Your goal
Present every line of the records below as a numbered list, skipping any blank lines.
--- BEGIN Information shown ---
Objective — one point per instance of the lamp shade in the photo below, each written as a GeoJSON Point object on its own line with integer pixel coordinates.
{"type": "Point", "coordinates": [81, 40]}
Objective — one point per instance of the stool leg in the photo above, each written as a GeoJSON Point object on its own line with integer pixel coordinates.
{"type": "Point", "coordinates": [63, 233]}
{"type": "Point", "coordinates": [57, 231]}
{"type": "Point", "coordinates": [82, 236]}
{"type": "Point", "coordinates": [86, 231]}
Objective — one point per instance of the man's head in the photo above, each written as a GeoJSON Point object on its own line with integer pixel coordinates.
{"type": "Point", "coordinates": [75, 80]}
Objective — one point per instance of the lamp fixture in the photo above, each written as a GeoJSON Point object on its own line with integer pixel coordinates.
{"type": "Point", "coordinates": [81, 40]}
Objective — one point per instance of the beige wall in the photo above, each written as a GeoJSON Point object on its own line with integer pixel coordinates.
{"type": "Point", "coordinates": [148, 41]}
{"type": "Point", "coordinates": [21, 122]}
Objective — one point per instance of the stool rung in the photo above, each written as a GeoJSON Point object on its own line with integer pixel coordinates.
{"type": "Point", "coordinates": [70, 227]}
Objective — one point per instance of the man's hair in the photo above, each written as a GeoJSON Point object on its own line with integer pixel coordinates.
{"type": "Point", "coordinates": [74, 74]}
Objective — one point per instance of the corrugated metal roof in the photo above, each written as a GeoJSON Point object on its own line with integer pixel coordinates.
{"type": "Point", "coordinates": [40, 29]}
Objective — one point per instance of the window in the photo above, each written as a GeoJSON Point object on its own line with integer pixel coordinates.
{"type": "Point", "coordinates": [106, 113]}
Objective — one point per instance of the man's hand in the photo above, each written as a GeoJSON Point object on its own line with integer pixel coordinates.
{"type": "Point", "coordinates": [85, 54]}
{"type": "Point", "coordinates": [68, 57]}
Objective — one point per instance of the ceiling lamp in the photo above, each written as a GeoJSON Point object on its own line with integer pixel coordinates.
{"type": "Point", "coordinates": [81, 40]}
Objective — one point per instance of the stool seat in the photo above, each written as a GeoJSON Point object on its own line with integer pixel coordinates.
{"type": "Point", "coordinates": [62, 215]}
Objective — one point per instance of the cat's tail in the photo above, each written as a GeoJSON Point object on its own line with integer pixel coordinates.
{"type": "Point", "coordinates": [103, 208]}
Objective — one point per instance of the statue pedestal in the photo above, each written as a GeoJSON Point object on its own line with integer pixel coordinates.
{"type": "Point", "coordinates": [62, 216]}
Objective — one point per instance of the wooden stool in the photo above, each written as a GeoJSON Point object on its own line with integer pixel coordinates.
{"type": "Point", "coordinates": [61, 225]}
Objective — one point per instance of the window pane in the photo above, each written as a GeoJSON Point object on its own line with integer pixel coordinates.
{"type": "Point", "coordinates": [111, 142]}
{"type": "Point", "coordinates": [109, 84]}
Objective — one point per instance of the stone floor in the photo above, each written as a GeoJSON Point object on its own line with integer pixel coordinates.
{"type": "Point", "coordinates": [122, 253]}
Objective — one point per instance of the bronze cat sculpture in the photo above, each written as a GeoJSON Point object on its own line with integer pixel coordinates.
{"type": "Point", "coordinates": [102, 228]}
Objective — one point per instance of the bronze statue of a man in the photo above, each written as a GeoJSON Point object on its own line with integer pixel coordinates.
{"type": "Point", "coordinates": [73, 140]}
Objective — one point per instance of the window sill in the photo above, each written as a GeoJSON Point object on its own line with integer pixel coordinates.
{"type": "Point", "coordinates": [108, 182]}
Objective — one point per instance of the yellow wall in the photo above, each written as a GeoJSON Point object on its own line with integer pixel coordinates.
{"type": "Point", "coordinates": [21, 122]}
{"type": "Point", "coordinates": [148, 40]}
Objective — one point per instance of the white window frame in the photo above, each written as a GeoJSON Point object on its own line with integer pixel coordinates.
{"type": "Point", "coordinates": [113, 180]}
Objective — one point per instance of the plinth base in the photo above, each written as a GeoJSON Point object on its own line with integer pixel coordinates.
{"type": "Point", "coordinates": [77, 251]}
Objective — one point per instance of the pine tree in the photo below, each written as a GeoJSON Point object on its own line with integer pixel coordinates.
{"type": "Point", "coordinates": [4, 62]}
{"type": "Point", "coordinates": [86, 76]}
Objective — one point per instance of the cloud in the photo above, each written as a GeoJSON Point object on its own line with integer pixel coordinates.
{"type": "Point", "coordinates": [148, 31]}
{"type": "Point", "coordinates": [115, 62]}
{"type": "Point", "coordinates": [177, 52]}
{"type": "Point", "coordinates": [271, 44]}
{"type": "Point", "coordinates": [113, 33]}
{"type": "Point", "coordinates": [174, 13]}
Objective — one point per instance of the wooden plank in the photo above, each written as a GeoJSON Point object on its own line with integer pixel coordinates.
--- END Information shown ---
Solution for this problem
1. Objective — one point per instance of the lamp shade in the photo below, each written as a GeoJSON Point object on its own line with integer pixel coordinates.
2. {"type": "Point", "coordinates": [81, 40]}
3. Objective — one point per instance of the stool leg in the photo above, each written as a GeoJSON Point object on its own line with integer pixel coordinates.
4. {"type": "Point", "coordinates": [63, 233]}
5. {"type": "Point", "coordinates": [57, 231]}
6. {"type": "Point", "coordinates": [82, 236]}
7. {"type": "Point", "coordinates": [86, 231]}
8. Objective — one point per instance of the man's head in the photo above, each written as a GeoJSON Point object on its own line with integer pixel coordinates.
9. {"type": "Point", "coordinates": [75, 80]}
10. Objective — one point per instance of the lamp fixture in the photo above, each written as a GeoJSON Point object on its own line with integer pixel coordinates.
11. {"type": "Point", "coordinates": [81, 40]}
12. Objective — one point per instance of the beige wall in the photo above, each written as a GeoJSON Point object on its own line with integer pixel coordinates.
13. {"type": "Point", "coordinates": [148, 41]}
14. {"type": "Point", "coordinates": [21, 122]}
15. Objective — one point per instance of the stool rung in the photo above, each written as a GeoJSON Point object on its own line with integer pixel coordinates.
16. {"type": "Point", "coordinates": [70, 227]}
17. Objective — one point per instance of the man's hair in the photo above, each written as a GeoJSON Point object on its own line with integer pixel coordinates.
18. {"type": "Point", "coordinates": [74, 74]}
19. Objective — one point per instance of the corrugated metal roof in the photo above, each written as a GeoJSON Point object on its own line with integer pixel coordinates.
20. {"type": "Point", "coordinates": [40, 29]}
21. Objective — one point per instance of the window in the photo above, each written as a GeoJSON Point object on its own line with integer pixel coordinates.
22. {"type": "Point", "coordinates": [106, 113]}
23. Objective — one point per instance of the man's hand in the photo above, each written as a GeoJSON Point object on its own line with integer pixel coordinates.
24. {"type": "Point", "coordinates": [85, 54]}
25. {"type": "Point", "coordinates": [68, 57]}
26. Objective — one point per instance of the ceiling lamp in the photo above, each written as a GeoJSON Point object on its own line with integer pixel coordinates.
27. {"type": "Point", "coordinates": [81, 40]}
28. Objective — one point per instance of the stool seat in the photo above, each written as a GeoJSON Point object on its own line with integer pixel coordinates.
29. {"type": "Point", "coordinates": [62, 215]}
30. Objective — one point per instance of the cat's tail in the photo above, each written as a GeoJSON Point object on its own line with integer pixel coordinates.
31. {"type": "Point", "coordinates": [103, 208]}
32. Objective — one point per instance of the statue pedestal in the photo above, each written as a GeoJSON Point object on its own line with integer pixel coordinates.
33. {"type": "Point", "coordinates": [62, 216]}
34. Objective — one point per instance of the wooden stool in the photo above, each written as a GeoJSON Point object on its own line with integer pixel coordinates.
35. {"type": "Point", "coordinates": [61, 225]}
36. Objective — one point per instance of the window pane in the photo above, each written as a GeoJSON Point object on its own line with integer pixel coordinates.
37. {"type": "Point", "coordinates": [111, 142]}
38. {"type": "Point", "coordinates": [109, 84]}
39. Objective — one point per instance of the stone floor in the photo above, each written as a GeoJSON Point object on its own line with integer pixel coordinates.
40. {"type": "Point", "coordinates": [122, 253]}
41. Objective — one point per instance of the bronze cat sculpture in the photo above, each written as a GeoJSON Point object on its own line with integer pixel coordinates.
42. {"type": "Point", "coordinates": [102, 228]}
43. Objective — one point per instance of the bronze statue of a man in the photo above, each written as a GeoJSON Point object on its own line with integer pixel coordinates.
44. {"type": "Point", "coordinates": [73, 140]}
45. Objective — one point per instance of the window sill in the photo above, each written as a GeoJSON Point object on its own line with integer pixel coordinates.
46. {"type": "Point", "coordinates": [108, 182]}
47. Objective — one point per instance of the yellow wall in the photo above, each written as a GeoJSON Point object on its own line with integer pixel coordinates.
48. {"type": "Point", "coordinates": [21, 122]}
49. {"type": "Point", "coordinates": [148, 40]}
50. Objective — one point per instance of the white window frame in the photo above, each written as a GeoJSON Point object on its own line with integer pixel coordinates.
51. {"type": "Point", "coordinates": [113, 180]}
52. Objective — one point per instance of the plinth base in the photo above, each written as a GeoJSON Point object on its own line with integer pixel coordinates.
53. {"type": "Point", "coordinates": [77, 251]}
54. Objective — one point per instance of the pine tree in the photo below, each written as a GeoJSON Point object on its own line with integer pixel coordinates.
55. {"type": "Point", "coordinates": [4, 62]}
56. {"type": "Point", "coordinates": [86, 76]}
57. Objective — one point per instance of the cloud in the photo above, each written as a GeoJSON Point object on its own line with integer pixel coordinates.
58. {"type": "Point", "coordinates": [148, 31]}
59. {"type": "Point", "coordinates": [115, 62]}
60. {"type": "Point", "coordinates": [177, 52]}
61. {"type": "Point", "coordinates": [271, 44]}
62. {"type": "Point", "coordinates": [113, 33]}
63. {"type": "Point", "coordinates": [174, 13]}
64. Objective — one point per instance of the wooden plank in the photo above, each written as a GeoJSON Point object on its own line with integer pixel coordinates.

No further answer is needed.